── TASK INPUTS
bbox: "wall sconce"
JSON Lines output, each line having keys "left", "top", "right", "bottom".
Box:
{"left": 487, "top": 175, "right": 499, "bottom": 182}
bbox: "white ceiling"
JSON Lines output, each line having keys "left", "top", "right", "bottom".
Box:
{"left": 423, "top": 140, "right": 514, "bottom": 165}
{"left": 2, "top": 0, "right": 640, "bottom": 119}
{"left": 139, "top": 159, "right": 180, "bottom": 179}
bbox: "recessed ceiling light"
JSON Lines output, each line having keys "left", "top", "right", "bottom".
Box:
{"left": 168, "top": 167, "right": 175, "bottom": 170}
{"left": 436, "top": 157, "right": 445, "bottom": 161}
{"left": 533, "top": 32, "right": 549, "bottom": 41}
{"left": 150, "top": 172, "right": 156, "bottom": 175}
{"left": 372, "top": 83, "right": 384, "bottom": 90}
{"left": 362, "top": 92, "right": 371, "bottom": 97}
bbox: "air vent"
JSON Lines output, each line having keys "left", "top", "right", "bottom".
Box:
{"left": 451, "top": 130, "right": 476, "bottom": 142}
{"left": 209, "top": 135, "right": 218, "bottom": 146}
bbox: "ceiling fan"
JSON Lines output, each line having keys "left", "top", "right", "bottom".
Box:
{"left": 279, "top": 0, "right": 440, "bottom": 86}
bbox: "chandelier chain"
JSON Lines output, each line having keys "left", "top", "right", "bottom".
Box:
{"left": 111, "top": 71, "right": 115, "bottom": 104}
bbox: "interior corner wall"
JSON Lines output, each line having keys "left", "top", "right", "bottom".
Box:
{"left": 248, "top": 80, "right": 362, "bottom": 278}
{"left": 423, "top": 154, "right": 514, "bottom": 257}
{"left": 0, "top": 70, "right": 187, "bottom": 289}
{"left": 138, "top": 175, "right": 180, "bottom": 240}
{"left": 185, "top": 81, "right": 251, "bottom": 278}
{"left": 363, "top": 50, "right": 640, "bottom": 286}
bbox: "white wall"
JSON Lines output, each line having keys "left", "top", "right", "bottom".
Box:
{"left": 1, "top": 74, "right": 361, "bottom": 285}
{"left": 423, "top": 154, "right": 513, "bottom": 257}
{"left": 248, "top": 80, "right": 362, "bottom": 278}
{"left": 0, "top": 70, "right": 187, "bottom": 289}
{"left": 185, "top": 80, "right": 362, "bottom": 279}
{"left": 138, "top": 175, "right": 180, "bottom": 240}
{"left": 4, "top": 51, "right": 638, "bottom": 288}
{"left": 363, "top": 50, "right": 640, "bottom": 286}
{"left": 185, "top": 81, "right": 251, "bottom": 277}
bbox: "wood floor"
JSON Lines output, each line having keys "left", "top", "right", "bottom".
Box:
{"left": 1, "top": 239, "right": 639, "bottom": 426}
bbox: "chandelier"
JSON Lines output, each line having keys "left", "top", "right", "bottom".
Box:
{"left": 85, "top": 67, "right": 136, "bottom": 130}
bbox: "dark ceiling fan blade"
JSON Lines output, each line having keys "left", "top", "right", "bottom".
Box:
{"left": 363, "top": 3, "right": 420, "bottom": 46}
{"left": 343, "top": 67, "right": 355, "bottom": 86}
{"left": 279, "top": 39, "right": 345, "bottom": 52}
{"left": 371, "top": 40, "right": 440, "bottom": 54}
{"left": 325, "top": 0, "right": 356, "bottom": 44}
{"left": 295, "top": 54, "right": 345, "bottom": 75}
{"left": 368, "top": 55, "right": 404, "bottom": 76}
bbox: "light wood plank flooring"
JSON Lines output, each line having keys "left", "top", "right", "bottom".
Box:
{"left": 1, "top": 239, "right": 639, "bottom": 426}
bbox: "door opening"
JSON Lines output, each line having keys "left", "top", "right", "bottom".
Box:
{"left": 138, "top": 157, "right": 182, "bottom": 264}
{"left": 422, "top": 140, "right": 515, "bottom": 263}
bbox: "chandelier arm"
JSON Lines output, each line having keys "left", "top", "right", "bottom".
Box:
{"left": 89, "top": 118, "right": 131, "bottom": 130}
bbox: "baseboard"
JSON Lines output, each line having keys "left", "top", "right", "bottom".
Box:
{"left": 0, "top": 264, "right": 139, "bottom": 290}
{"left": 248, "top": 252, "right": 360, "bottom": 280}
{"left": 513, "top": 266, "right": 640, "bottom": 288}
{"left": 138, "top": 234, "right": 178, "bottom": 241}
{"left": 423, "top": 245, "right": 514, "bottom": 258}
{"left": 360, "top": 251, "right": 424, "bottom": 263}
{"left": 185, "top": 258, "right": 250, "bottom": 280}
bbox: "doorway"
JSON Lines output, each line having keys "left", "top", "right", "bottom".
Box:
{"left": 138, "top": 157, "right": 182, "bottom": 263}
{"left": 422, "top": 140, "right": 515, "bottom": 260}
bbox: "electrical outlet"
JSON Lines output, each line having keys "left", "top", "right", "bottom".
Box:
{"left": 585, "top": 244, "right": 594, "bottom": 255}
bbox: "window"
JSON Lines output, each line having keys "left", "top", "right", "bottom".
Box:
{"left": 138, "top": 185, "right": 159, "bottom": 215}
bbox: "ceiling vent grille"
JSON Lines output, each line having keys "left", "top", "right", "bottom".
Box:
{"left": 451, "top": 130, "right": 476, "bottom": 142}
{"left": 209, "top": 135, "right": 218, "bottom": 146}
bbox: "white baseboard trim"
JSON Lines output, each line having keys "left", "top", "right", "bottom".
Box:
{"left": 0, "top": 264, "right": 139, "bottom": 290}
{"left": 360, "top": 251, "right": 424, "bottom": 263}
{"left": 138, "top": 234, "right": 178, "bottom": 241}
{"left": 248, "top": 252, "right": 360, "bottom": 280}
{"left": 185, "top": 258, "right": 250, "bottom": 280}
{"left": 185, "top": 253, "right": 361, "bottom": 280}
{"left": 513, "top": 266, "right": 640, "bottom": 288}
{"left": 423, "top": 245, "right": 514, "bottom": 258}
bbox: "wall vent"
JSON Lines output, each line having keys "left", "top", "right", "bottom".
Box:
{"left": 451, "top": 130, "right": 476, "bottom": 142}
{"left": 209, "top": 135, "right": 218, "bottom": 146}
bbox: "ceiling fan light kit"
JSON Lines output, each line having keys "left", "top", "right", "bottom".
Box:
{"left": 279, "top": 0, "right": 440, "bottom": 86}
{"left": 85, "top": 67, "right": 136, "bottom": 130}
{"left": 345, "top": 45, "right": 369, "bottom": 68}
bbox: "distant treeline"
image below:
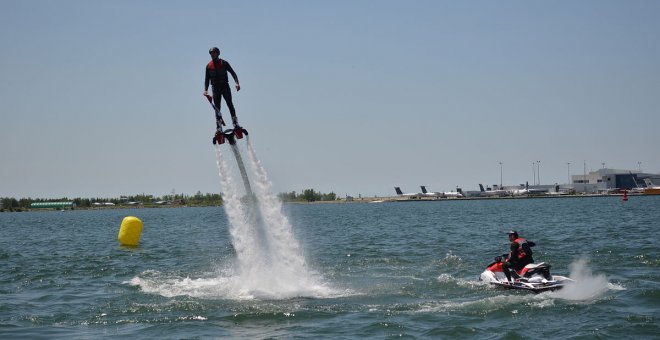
────
**PROBLEM DETAILS**
Each line containing the word "wood" needs to be copied from the data above.

**FINISHED TASK**
bbox: "wood floor"
bbox: "light wood plank flooring"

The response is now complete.